# [Mandrake 7.2] Inernet einrichten



## kvbx (16. Oktober 2002)

Benötige Hilfe beim Konfigurieren der Internetverbindung unter Mandrake 7.2 .

Habe T-DSL über LAN-Modem

Verfüge über DNS des providers.

Mehrere versuche haben fehlgeschlagen.

Danke für die Hilfe.
Kev


----------



## Marcus Roffmann (16. Oktober 2002)

1. Was hast Du bereits ausprobiert?
2. Wie hast Du eingerichtet (grafische Oberfläche|Shell|etc.)?
3. Was hast Du eingerichtet?


Diese und andere Fragen musst Du mir erst beantworten, dann kann ich besser helfen. Im Moment verstehe ich nicht so ganz wo Dein Problem liegt, was Du gemacht hast usw.


----------



## kvbx (17. Oktober 2002)

ich hab versucht es über die grafische oberfläche einzurichten.
Ich hab pppoe angeklicht, hab die DNS des Providers angegeben.
Den Login.
Und das Passwort.
Dann hat er die verbindung aber trotzdem nicht aufbauen können.
Die Netzwerkkarte hat er erkannt.
Danke
Kev


----------



## Marcus Roffmann (17. Oktober 2002)

*hmm* Du musst normalerweise für DSL pppoed (Point-to-Point over Ethernet) verwenden.
Im Mandrake-Manual hab ich folgende URL gefunden, versuchs mal damit, vielleicht hilft's Dir weiter:
http://www.linux-mandrake.com/en/doc/72/de/user.html/draknet-dsl.html

digi


----------



## kvbx (17. Oktober 2002)

Danke!
Probier ich sofort aus!


----------



## kvbx (17. Oktober 2002)

nee, funktioniert net, hab ich so auch schon ausprobiert


----------



## Dennis Wronka (18. Oktober 2002)

Check mal http://www.adsl4linux.de


----------

◆ **ARBEITSANWEISUNG**
Aktualisiere im Forenthread zur Internetverbindung unter Mandrake 7.2 die Stelle von „2. Wie hast“ bis „grafische oberfläche einzurichten.“, indem du „Shell“ durch „Konsole“ ersetzt.

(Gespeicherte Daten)

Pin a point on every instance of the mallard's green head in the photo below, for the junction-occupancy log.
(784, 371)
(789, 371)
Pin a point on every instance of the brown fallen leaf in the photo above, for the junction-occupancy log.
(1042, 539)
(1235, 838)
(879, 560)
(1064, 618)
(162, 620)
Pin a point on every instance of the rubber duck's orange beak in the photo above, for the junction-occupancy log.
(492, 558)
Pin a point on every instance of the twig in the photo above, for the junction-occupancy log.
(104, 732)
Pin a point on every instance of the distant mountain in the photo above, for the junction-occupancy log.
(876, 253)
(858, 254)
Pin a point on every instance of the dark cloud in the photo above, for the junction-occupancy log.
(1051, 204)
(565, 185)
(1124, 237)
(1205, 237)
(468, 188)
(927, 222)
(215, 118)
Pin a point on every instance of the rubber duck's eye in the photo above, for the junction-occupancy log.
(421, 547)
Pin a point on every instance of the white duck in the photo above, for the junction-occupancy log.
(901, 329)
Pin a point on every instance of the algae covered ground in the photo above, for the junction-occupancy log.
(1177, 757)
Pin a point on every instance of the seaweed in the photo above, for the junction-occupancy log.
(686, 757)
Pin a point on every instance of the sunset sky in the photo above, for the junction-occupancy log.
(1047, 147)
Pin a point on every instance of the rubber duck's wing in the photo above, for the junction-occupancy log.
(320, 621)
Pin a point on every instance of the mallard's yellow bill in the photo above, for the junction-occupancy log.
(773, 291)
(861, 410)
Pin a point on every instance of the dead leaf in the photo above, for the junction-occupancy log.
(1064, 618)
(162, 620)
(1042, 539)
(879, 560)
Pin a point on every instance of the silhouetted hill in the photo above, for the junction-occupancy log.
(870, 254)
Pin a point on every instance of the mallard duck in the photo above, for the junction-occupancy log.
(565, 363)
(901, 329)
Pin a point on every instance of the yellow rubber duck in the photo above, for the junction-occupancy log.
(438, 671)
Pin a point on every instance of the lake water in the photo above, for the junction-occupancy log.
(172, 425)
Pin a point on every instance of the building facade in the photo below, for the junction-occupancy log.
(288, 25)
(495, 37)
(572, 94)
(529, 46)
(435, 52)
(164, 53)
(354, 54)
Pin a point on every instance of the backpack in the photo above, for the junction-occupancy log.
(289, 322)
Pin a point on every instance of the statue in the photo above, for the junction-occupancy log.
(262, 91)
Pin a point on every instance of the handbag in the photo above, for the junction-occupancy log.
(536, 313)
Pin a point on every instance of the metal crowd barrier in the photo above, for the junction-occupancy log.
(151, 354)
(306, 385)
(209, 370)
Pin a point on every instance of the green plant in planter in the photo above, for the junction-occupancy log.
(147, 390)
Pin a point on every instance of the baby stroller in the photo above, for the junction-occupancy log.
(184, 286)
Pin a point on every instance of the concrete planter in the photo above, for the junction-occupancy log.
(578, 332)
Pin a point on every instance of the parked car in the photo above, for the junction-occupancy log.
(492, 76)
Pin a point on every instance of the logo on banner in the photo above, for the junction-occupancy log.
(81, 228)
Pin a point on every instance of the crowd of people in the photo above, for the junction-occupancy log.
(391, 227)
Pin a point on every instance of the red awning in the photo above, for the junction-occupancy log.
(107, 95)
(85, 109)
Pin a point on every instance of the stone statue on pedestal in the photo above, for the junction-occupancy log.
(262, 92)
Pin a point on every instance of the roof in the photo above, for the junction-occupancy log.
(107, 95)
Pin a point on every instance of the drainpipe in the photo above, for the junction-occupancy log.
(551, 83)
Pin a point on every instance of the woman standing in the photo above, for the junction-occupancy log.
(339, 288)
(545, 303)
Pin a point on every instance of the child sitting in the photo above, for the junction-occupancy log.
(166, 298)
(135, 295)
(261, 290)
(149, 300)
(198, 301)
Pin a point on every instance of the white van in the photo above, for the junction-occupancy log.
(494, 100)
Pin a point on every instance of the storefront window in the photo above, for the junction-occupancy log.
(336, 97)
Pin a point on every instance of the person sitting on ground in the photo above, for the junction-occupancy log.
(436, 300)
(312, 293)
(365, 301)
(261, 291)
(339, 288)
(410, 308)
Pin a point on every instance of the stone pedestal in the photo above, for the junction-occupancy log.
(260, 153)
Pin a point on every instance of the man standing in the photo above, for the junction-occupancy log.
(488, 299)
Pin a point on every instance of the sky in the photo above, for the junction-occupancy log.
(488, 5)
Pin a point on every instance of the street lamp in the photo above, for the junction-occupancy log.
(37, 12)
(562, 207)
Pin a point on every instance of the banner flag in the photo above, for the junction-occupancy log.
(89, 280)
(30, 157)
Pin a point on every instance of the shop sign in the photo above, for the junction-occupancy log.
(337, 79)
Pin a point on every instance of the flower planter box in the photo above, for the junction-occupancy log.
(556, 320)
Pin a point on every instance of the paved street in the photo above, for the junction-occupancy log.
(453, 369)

◆ **ERGEBNIS**
2. Wie hast Du eingerichtet (grafische Oberfläche|Konsole|etc.)?
3. Was hast Du eingerichtet?


Diese und andere Fragen musst Du mir erst beantworten, dann kann ich besser helfen. Im Moment verstehe ich nicht so ganz wo Dein Problem liegt, was Du gemacht hast usw.


----------



## kvbx (17. Oktober 2002)

ich hab versucht es über die grafische oberfläche einzurichten.